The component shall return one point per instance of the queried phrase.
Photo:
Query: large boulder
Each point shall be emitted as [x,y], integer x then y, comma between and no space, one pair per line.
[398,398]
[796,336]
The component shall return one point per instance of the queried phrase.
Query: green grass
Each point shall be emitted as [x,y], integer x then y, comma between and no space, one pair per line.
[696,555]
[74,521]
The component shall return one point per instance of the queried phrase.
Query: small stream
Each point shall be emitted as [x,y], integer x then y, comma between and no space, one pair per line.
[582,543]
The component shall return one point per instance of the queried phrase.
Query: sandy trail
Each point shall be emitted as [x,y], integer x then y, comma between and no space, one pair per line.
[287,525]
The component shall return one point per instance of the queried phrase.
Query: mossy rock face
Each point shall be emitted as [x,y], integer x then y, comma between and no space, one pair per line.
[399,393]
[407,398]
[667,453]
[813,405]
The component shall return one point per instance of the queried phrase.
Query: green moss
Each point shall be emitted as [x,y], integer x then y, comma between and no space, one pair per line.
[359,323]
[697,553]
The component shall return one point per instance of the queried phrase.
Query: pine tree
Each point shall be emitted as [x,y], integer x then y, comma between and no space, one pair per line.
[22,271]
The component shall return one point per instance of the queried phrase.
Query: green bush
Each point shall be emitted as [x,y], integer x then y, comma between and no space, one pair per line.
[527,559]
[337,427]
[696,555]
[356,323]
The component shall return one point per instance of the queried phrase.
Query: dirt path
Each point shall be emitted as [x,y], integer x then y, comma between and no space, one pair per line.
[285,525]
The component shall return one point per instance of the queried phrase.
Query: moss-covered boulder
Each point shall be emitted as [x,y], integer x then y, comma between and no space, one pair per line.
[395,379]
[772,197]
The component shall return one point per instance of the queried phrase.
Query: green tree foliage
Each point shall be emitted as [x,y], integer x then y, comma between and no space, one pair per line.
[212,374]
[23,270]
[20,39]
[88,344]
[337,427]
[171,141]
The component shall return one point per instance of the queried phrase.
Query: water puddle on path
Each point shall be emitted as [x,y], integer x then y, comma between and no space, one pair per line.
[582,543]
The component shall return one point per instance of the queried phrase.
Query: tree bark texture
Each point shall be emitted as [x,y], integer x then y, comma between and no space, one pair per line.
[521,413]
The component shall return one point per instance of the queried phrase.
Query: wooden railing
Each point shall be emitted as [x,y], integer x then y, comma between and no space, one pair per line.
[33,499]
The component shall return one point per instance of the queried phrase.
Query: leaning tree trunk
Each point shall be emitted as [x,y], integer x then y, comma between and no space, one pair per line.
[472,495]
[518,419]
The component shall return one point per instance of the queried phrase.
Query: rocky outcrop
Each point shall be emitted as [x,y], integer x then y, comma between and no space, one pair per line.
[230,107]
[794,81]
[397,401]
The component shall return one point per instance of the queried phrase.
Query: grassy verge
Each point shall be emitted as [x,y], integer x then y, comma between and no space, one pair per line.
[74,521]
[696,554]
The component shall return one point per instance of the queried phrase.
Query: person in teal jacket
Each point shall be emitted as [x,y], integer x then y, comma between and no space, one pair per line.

══════════════════════════════

What you need to do:
Output the full listing exactly as given.

Problem solution:
The component shall return one point per instance of the queried phrase.
Photo:
Query: large boulder
Each point shall be emitted as [x,y], integer x then y, comma between and no space, one pair per line.
[398,398]
[796,336]
The component shall return one point per instance of the queried phrase.
Query: green grass
Each point shall be emitted as [x,y], integer x then y, comma between and no space, one pair per line.
[696,555]
[74,521]
The component shall return one point per instance of the queried phrase.
Query: small stream
Each point shall be emitted as [x,y], integer x then y, comma between and no space, one pair per line.
[582,543]
The component shall return one point per instance of the queried phrase.
Query: sandy trail
Each point shall be emitted as [x,y], integer x then y, comma between and no space, one pair per line.
[287,525]
The component shall return one point per instance of the queried phrase.
Query: mossy rock face
Each point shall be emitted as [x,y], integer x then y, comma between and no space, one pair per line.
[399,393]
[407,398]
[667,453]
[813,405]
The component shall return one point per instance of the queried phrase.
Query: green moss
Each point shall be emitted as [x,y], integer x then y, comma between and no space, one pair per line.
[359,323]
[697,553]
The component shall return one point per instance of the queried phrase.
Query: pine tree
Each point shall be emitted as [x,y], integer x then y, comma between and no space, one pair per line.
[22,271]
The component shall return one point per instance of the queried phrase.
Query: green bush
Each point shall be emitted as [x,y], integer x then y, comma between and no space, one pair per line.
[527,559]
[337,427]
[696,555]
[356,323]
The component shall return one point per instance of the queried phrase.
Query: dirt path
Each point shall be emitted as [x,y], integer x then y, comma between and no space, one pair per line.
[285,525]
The component shall return one point per instance of the queried phrase.
Query: moss-covered boulder
Each point shall be emitted as [x,y], integer x then y, comma between and no space, one pair per line.
[395,379]
[772,197]
The component shall return one point per instance of the queried phrase.
Query: green tree foliage
Each point shall be emitted as [x,y], integer x then y, comma between and no space, one pair per line.
[212,374]
[23,270]
[20,39]
[88,344]
[337,427]
[171,141]
The component shall return one point per instance of the queried phrase.
Query: water puddle on path
Each point shall be emitted as [x,y], integer x then y, comma between and no space, one pair per line.
[582,543]
The component shall return one point per instance of the queried phrase.
Query: tree bark texture
Each point shall be emitted as [x,y], integer x then y, comma between and no space, one pair per line.
[521,413]
The component shall return one point per instance of the queried phrase.
Query: wooden railing
Each point shall be emitted as [x,y], integer x then y, comma between and no space, one pair per line.
[33,499]
The component shall return one point per instance of the queried phrase.
Query: leaning tree trunk
Each point shall be emitted as [x,y], integer x then y, comma between and no space, one pair per line.
[472,495]
[518,419]
The component shall return one point per instance of the queried phrase.
Query: rocky outcrop
Each point shall be emitted as [x,y], integer x then y, comma between and no space, one pair per line.
[230,107]
[794,81]
[397,401]
The component shall return one point per instance of the queried phrase.
Query: grassy verge
Each point shall be emitted as [x,y], integer x then y, comma between and no space, one pair per line.
[74,521]
[696,554]
The component shall return one point per instance of the queried phrase.
Query: person in teal jacket
Each point shall be emitted as [x,y], integer x then y, comma between and no space, one pair per line.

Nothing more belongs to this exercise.